Point-per-instance localization data
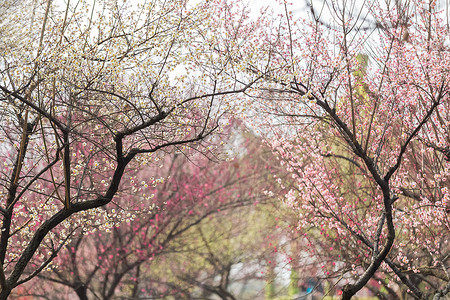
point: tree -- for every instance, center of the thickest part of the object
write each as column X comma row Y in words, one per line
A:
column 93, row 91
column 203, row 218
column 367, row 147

--

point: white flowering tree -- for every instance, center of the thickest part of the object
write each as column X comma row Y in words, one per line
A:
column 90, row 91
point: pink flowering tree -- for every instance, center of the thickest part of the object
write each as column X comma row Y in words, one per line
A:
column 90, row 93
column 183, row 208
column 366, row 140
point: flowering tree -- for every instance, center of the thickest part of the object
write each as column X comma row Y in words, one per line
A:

...

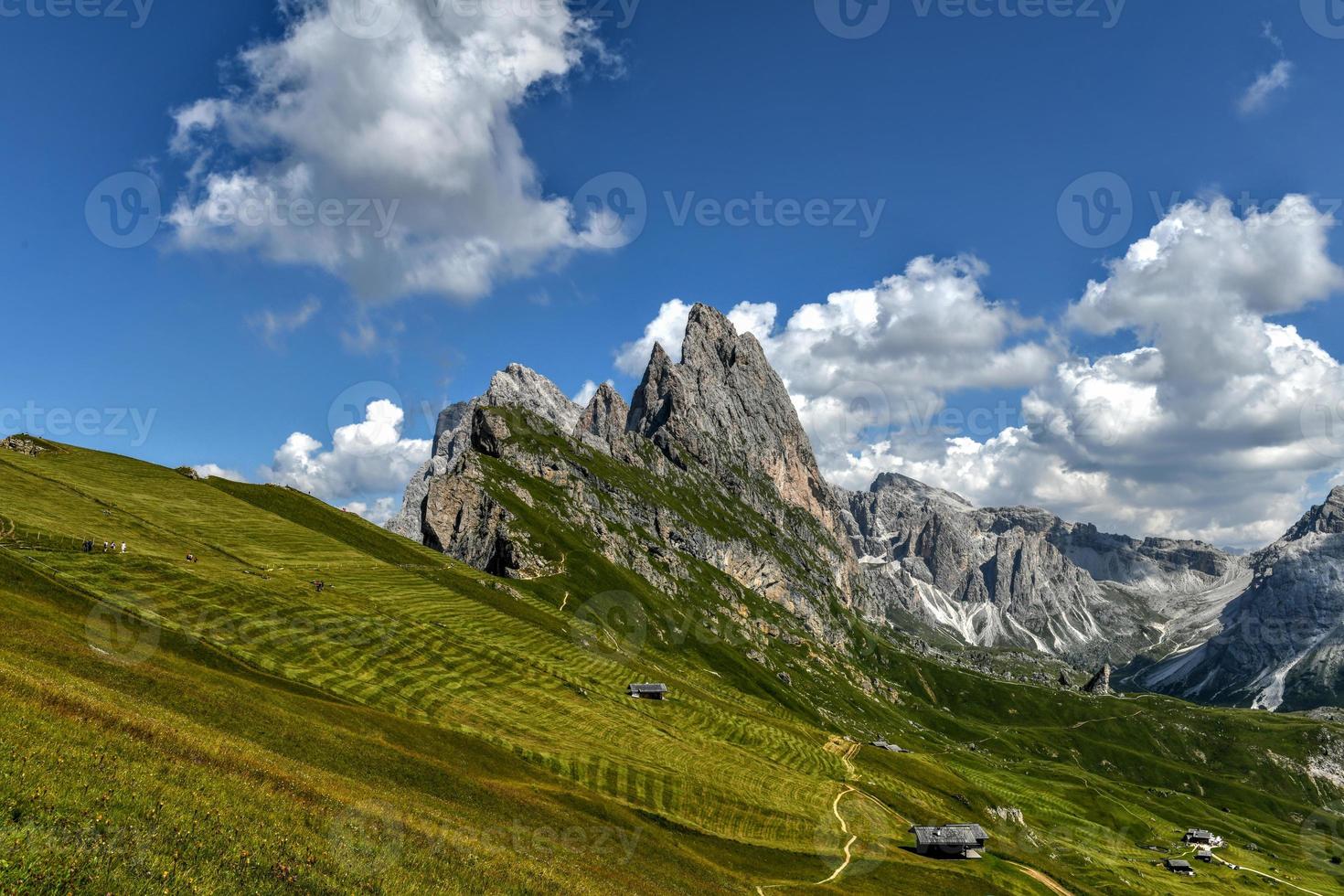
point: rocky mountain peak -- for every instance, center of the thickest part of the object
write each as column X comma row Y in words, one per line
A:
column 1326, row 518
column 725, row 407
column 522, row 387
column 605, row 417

— Instructions for the task —
If a line in the records above contains the word "every", count it, then give the total and nothing else.

— Exercise solution —
5